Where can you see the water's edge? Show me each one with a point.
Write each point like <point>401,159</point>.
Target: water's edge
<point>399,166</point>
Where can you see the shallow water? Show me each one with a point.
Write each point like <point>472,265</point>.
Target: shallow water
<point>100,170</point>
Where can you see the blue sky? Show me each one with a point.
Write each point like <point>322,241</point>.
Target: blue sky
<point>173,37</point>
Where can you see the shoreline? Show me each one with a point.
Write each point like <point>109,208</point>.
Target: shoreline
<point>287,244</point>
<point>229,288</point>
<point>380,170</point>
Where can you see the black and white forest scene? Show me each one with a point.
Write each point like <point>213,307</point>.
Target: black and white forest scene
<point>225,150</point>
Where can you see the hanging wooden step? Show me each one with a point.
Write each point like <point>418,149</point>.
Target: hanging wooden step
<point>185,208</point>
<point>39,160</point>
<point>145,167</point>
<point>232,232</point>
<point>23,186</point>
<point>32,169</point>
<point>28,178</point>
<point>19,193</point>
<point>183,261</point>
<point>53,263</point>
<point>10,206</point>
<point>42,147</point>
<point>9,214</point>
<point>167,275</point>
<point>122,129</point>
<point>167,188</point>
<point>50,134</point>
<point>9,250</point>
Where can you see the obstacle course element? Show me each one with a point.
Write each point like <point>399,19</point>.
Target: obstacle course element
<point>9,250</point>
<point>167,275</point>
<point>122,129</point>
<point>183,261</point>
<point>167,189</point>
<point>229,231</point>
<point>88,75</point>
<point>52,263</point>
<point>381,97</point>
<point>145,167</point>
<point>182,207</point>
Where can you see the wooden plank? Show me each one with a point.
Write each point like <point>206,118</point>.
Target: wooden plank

════

EXERCISE INSTRUCTIONS »
Give the data above as a JSON list of strings, with each line as its own string and blank lines omitted.

RESULT OF THE TASK »
[
  "Where can you see the water's edge? Show me each one with a point.",
  "Write each point like <point>401,159</point>.",
  "Target: water's edge",
  "<point>399,166</point>",
  "Where can you see the shallow water? Show me each one with a point.",
  "Write each point like <point>472,265</point>.",
  "Target: shallow water",
  "<point>100,170</point>",
  "Where can you see the blue sky? Show me each one with a point.",
  "Write each point like <point>322,241</point>.",
  "Target: blue sky",
  "<point>173,37</point>",
  "Where can you see the shoreline? Show me each one with a point.",
  "Write each point like <point>109,208</point>.",
  "Target: shoreline",
  "<point>287,244</point>",
  "<point>229,288</point>",
  "<point>380,170</point>",
  "Where can you see the black and white forest scene? Show me each one with a point.",
  "Write each point like <point>213,307</point>.",
  "Target: black and white forest scene",
  "<point>225,150</point>",
  "Where can you see the hanging wooden step? Show me each one with a point.",
  "Write each point like <point>418,149</point>.",
  "Target: hanging wooden step",
  "<point>185,208</point>",
  "<point>39,160</point>",
  "<point>145,167</point>",
  "<point>232,232</point>",
  "<point>23,186</point>",
  "<point>32,169</point>",
  "<point>28,178</point>",
  "<point>19,193</point>",
  "<point>183,261</point>",
  "<point>53,263</point>",
  "<point>10,206</point>",
  "<point>42,147</point>",
  "<point>9,214</point>",
  "<point>167,275</point>",
  "<point>122,129</point>",
  "<point>167,188</point>",
  "<point>50,134</point>",
  "<point>9,250</point>",
  "Where can you see the obstacle course element? Show me each one with a point.",
  "Write each point like <point>399,19</point>.",
  "Target: obstacle course element",
  "<point>9,250</point>",
  "<point>167,275</point>",
  "<point>122,129</point>",
  "<point>183,261</point>",
  "<point>167,189</point>",
  "<point>229,231</point>",
  "<point>88,75</point>",
  "<point>52,263</point>",
  "<point>381,97</point>",
  "<point>145,167</point>",
  "<point>182,207</point>",
  "Where can you see the wooden plank? Show me each one with a point.",
  "Write each point like <point>206,118</point>.",
  "Target: wooden plank"
]